Repeat verbatim every line of the material, beginning at the line that holds "One marker belongs on each instance of the grass field." and ending at its last line.
-- start DATA FOR THE TASK --
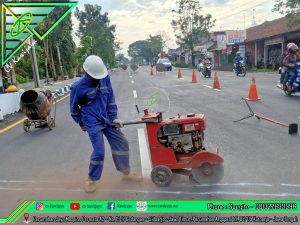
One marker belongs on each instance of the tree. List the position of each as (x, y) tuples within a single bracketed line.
[(97, 25), (156, 44), (121, 58), (190, 24), (290, 8)]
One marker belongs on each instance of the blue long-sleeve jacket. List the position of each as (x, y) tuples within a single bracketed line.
[(237, 59), (92, 104)]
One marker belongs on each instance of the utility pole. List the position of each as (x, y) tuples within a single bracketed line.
[(253, 20)]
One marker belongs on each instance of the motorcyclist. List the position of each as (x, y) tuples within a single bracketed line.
[(206, 62), (289, 62), (237, 59), (284, 77)]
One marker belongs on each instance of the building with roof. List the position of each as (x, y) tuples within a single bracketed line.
[(267, 42)]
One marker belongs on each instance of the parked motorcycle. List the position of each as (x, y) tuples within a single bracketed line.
[(296, 85), (240, 68), (206, 71)]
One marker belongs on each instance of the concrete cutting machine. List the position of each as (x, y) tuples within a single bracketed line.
[(37, 107), (177, 146)]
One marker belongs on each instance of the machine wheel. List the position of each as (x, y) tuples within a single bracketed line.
[(287, 91), (26, 125), (161, 176), (208, 174), (51, 123)]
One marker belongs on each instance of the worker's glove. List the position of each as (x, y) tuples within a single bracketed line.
[(118, 123)]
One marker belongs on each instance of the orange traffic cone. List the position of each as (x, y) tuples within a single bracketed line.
[(179, 74), (253, 95), (216, 82), (194, 77)]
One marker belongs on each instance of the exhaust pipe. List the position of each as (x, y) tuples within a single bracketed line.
[(36, 106)]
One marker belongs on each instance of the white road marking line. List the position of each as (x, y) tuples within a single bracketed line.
[(284, 195), (207, 86), (290, 185), (135, 94), (237, 184), (144, 154)]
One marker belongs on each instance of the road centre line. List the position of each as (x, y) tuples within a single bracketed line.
[(144, 154), (234, 184), (135, 94), (22, 120), (207, 86), (290, 185)]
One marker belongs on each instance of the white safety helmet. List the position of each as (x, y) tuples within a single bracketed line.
[(95, 67)]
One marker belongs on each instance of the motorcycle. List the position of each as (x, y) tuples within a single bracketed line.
[(296, 85), (206, 71), (240, 68)]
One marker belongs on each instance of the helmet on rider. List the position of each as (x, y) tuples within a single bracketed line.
[(292, 48)]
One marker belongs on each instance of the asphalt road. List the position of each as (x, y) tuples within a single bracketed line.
[(261, 159)]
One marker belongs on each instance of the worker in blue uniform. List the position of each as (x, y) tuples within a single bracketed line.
[(93, 107)]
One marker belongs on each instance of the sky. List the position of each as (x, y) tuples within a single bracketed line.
[(137, 19)]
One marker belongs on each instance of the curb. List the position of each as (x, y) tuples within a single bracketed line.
[(61, 91)]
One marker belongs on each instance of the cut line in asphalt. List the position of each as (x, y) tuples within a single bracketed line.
[(22, 120), (144, 154), (210, 87), (135, 94), (235, 184)]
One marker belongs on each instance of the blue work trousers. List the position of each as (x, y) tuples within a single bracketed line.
[(119, 147)]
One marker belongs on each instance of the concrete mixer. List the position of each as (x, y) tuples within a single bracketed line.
[(37, 107)]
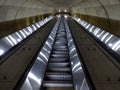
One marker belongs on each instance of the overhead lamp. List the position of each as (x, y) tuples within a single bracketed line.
[(65, 10)]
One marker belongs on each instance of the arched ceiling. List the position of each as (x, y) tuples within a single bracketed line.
[(14, 9)]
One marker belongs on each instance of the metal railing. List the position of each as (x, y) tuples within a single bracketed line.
[(12, 40), (110, 41), (35, 76)]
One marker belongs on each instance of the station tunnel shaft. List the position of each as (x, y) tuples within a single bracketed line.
[(101, 15)]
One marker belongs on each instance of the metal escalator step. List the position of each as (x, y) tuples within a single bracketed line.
[(57, 84), (60, 55), (65, 69), (58, 77), (59, 65), (59, 52)]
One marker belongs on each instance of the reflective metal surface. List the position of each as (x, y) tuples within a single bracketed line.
[(58, 74), (12, 40), (35, 76), (110, 40), (79, 79)]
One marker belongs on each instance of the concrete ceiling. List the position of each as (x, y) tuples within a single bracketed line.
[(62, 3), (15, 9)]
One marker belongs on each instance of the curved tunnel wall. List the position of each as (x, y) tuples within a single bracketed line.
[(102, 13), (17, 14)]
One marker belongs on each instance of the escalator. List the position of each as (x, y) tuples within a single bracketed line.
[(58, 74), (57, 66)]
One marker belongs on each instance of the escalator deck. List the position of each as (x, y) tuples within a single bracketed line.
[(58, 75)]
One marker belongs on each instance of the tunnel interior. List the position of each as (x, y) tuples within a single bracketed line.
[(94, 26)]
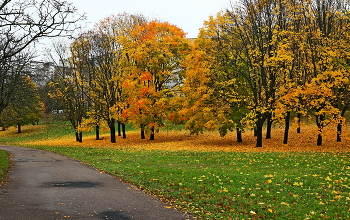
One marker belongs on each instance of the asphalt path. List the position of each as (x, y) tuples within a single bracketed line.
[(46, 185)]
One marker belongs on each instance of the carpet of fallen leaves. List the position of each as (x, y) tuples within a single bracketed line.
[(211, 141)]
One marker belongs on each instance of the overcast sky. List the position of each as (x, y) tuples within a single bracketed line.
[(186, 14)]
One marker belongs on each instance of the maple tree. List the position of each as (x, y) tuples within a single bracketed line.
[(100, 54), (25, 106), (155, 50), (66, 87)]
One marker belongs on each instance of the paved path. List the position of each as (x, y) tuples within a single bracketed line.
[(45, 185)]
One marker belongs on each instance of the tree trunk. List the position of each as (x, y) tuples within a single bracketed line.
[(259, 136), (119, 129), (319, 139), (79, 136), (269, 126), (239, 135), (299, 123), (319, 122), (97, 131), (124, 131), (339, 131), (111, 125), (143, 132), (151, 137), (286, 129), (19, 130)]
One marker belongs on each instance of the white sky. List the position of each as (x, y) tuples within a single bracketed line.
[(186, 14)]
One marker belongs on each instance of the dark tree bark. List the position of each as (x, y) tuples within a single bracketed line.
[(119, 129), (123, 130), (299, 123), (143, 136), (79, 136), (339, 131), (19, 130), (239, 135), (97, 132), (151, 137), (319, 122), (259, 136), (111, 125), (269, 126), (286, 129)]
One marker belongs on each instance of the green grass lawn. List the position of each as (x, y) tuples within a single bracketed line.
[(229, 185), (4, 163)]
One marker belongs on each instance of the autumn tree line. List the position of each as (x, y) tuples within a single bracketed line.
[(254, 64)]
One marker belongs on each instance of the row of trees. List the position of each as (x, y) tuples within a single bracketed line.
[(118, 72), (262, 60), (22, 25), (251, 65)]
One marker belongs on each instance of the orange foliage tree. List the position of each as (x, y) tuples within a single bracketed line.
[(154, 50)]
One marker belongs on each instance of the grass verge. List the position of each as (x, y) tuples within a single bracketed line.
[(4, 165), (225, 185)]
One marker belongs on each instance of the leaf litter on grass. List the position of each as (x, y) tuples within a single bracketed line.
[(218, 178)]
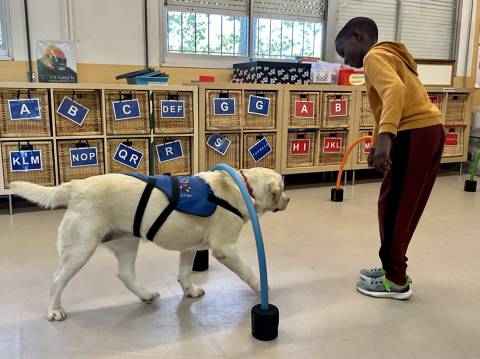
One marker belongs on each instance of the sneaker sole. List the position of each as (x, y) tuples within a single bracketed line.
[(391, 295)]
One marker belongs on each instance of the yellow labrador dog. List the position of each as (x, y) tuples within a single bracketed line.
[(117, 210)]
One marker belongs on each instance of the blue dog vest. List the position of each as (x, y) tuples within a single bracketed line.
[(190, 195)]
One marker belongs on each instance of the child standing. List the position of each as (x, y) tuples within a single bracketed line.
[(407, 146)]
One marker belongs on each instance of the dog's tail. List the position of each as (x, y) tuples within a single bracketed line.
[(49, 197)]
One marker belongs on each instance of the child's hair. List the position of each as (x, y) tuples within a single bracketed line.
[(359, 23)]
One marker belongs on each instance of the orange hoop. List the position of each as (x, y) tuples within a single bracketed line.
[(345, 158)]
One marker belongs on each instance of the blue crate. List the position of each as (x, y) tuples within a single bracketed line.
[(155, 77)]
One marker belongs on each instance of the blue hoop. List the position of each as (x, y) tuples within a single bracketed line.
[(262, 264)]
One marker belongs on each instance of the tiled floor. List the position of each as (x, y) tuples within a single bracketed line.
[(314, 251)]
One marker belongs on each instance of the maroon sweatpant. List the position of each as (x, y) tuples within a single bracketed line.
[(404, 194)]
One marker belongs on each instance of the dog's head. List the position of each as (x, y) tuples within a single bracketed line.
[(268, 189)]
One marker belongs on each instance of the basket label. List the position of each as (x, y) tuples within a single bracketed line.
[(224, 107), (126, 109), (83, 157), (332, 145), (24, 161), (169, 151), (367, 146), (128, 156), (73, 111), (451, 139), (24, 109), (338, 108), (258, 105), (219, 143), (305, 109), (259, 150), (172, 108), (300, 147)]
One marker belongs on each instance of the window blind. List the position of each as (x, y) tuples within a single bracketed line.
[(427, 27), (223, 7), (296, 10)]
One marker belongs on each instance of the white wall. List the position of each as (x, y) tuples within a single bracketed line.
[(104, 31), (111, 31), (465, 42)]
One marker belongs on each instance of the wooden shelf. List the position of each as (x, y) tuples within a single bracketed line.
[(200, 132)]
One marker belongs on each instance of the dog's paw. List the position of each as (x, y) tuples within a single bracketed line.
[(150, 297), (194, 293), (56, 315)]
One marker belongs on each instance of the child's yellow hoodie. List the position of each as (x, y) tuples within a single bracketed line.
[(397, 98)]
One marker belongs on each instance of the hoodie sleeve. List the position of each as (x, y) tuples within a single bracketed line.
[(383, 77)]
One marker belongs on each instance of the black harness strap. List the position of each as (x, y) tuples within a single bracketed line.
[(142, 205), (167, 211), (224, 204)]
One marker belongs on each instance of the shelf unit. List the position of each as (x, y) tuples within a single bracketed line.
[(280, 129), (445, 95), (239, 132), (104, 137), (297, 91)]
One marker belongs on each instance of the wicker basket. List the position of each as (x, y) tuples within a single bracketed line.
[(92, 125), (222, 122), (231, 158), (136, 126), (331, 120), (366, 115), (178, 167), (332, 158), (304, 122), (269, 161), (139, 144), (301, 160), (363, 150), (24, 128), (456, 105), (437, 99), (65, 169), (173, 125), (254, 121), (452, 149), (44, 177)]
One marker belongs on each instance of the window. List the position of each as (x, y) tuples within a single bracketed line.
[(3, 30), (207, 27), (282, 29), (207, 34), (426, 27), (435, 21), (285, 29)]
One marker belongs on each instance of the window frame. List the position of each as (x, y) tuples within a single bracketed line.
[(332, 30), (6, 32), (171, 59)]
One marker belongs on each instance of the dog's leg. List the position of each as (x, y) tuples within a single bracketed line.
[(229, 257), (75, 249), (184, 271), (125, 249)]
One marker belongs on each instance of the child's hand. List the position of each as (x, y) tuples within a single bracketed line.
[(381, 158), (370, 157)]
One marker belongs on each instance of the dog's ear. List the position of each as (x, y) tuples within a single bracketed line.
[(273, 188)]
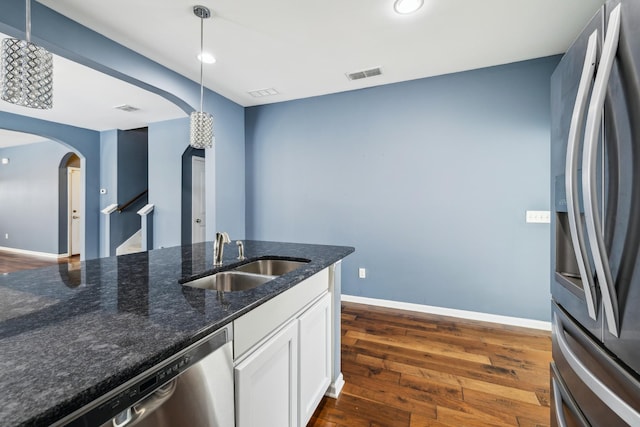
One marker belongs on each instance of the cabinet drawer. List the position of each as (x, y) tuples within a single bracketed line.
[(249, 329)]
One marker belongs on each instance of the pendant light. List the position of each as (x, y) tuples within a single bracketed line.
[(26, 71), (201, 122)]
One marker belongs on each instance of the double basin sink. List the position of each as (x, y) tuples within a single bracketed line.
[(246, 276)]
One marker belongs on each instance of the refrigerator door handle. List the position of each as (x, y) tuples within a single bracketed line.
[(589, 166), (604, 393), (562, 395), (571, 174)]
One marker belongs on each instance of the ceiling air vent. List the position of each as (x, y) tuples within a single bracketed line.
[(371, 72), (126, 107), (259, 93)]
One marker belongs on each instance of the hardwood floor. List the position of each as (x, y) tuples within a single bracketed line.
[(413, 369), (10, 262)]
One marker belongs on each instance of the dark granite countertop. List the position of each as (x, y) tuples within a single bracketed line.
[(69, 336)]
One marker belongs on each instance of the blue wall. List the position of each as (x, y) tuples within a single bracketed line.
[(86, 144), (428, 179), (29, 196), (225, 165)]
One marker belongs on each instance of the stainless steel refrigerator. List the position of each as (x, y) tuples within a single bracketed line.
[(595, 240)]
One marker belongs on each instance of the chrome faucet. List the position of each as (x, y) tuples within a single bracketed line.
[(240, 250), (218, 248)]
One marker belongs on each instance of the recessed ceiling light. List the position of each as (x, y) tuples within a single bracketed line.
[(207, 58), (405, 7)]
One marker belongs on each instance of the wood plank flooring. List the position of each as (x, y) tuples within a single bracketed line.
[(412, 369), (11, 262)]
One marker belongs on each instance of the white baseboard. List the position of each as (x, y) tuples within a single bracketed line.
[(463, 314), (33, 253), (336, 387)]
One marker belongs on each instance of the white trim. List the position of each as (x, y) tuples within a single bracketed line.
[(146, 210), (109, 209), (33, 253), (336, 387), (463, 314)]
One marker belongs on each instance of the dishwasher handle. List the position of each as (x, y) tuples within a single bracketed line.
[(132, 415)]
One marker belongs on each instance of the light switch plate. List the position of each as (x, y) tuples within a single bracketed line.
[(538, 217)]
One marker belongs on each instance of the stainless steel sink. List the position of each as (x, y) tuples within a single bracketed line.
[(272, 267), (230, 281)]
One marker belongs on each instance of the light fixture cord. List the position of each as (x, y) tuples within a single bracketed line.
[(28, 17), (201, 63)]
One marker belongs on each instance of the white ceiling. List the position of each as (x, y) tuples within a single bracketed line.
[(303, 48), (86, 98), (298, 47), (9, 138)]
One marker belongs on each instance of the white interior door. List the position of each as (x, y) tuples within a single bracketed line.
[(198, 206), (75, 209)]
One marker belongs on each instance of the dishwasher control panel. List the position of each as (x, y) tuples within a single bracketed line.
[(123, 398)]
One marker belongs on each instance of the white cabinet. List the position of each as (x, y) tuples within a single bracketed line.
[(280, 381), (314, 358), (267, 382)]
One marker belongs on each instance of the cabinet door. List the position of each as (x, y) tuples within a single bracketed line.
[(315, 356), (267, 382)]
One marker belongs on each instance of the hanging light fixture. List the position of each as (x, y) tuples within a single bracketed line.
[(201, 122), (26, 71)]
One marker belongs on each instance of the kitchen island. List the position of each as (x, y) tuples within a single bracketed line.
[(68, 337)]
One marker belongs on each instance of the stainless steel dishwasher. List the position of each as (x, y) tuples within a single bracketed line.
[(193, 388)]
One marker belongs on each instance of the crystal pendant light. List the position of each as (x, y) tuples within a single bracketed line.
[(201, 122), (26, 71)]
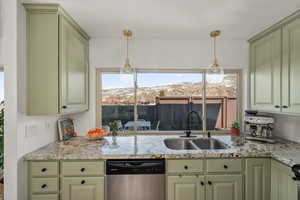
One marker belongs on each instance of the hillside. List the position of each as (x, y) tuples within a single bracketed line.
[(148, 94)]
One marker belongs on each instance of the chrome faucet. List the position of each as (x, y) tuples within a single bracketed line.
[(188, 130)]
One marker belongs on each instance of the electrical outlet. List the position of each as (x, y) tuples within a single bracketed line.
[(31, 130)]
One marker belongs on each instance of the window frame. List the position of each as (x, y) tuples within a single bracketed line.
[(239, 98)]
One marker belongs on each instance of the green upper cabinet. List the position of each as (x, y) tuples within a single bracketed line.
[(274, 65), (57, 62), (265, 66), (73, 51), (291, 67)]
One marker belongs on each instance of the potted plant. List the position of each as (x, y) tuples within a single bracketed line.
[(235, 128)]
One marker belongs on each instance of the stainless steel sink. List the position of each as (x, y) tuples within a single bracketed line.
[(194, 144), (209, 143), (179, 144)]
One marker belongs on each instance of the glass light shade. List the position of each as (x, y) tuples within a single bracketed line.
[(127, 72), (215, 74)]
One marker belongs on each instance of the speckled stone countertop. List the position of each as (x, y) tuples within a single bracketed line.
[(152, 146)]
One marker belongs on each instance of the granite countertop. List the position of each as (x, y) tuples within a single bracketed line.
[(152, 146)]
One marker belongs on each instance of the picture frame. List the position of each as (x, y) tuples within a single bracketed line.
[(66, 129)]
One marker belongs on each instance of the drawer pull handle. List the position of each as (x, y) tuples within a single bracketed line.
[(44, 169)]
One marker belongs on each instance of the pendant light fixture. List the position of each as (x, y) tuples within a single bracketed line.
[(127, 71), (215, 73)]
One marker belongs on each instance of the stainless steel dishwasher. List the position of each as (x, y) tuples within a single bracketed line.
[(135, 179)]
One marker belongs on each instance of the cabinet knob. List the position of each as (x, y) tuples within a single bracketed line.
[(44, 169)]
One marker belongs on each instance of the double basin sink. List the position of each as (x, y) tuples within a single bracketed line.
[(194, 144)]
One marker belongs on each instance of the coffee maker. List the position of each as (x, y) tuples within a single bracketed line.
[(258, 127)]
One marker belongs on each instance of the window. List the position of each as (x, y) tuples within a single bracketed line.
[(162, 101)]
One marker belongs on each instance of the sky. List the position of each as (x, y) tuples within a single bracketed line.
[(1, 86), (150, 79)]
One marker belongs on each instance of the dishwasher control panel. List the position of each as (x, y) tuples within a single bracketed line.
[(135, 166)]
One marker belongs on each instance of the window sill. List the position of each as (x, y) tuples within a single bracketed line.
[(213, 132)]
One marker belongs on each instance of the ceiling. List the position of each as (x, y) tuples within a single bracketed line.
[(176, 19)]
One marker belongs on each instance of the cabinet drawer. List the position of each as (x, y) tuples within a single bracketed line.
[(85, 168), (224, 165), (41, 169), (44, 197), (182, 166), (44, 185)]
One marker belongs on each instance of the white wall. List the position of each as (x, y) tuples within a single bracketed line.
[(109, 53), (169, 53)]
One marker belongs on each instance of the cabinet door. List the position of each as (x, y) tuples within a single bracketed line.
[(91, 188), (265, 66), (186, 188), (73, 66), (224, 187), (283, 186), (291, 69), (257, 179)]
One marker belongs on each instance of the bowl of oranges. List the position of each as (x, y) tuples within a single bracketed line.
[(96, 134)]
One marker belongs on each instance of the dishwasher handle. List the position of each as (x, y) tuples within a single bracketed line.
[(135, 166)]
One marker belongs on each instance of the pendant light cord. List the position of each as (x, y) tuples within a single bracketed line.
[(127, 46), (215, 54)]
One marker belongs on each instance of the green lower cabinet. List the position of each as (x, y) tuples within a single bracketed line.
[(224, 187), (257, 179), (283, 187), (45, 197), (186, 187), (83, 188)]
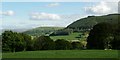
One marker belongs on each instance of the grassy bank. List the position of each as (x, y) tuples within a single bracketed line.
[(64, 54)]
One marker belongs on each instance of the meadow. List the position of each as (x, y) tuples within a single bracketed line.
[(63, 54), (71, 36)]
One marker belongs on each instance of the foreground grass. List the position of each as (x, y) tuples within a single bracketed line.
[(64, 54)]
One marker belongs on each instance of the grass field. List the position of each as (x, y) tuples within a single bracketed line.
[(64, 54), (68, 37)]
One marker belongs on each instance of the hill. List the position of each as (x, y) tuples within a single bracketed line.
[(42, 30), (88, 22)]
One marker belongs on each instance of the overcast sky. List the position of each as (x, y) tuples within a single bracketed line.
[(19, 15)]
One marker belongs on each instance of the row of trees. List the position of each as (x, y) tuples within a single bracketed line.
[(13, 42), (104, 36)]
-- end DATA FOR THE TASK --
● **EXERCISE RESPONSE**:
One marker belongs on each instance of the grass field. List the position of each as (x, y) tuples within a single bracketed line.
[(64, 54), (68, 37)]
One marker belongs on each instance of the hill. List the position of each as (x, y) tuples within a single bracketed line.
[(42, 30), (88, 22)]
One marker belongs on each instance of the overcast sky. List the position of each as (x, y) tuples within a single bracketed line.
[(19, 15)]
One marker belongs on each instance of the row of trees. List the position of each as (x, y) tuples within a single bracketed line.
[(13, 42), (104, 36)]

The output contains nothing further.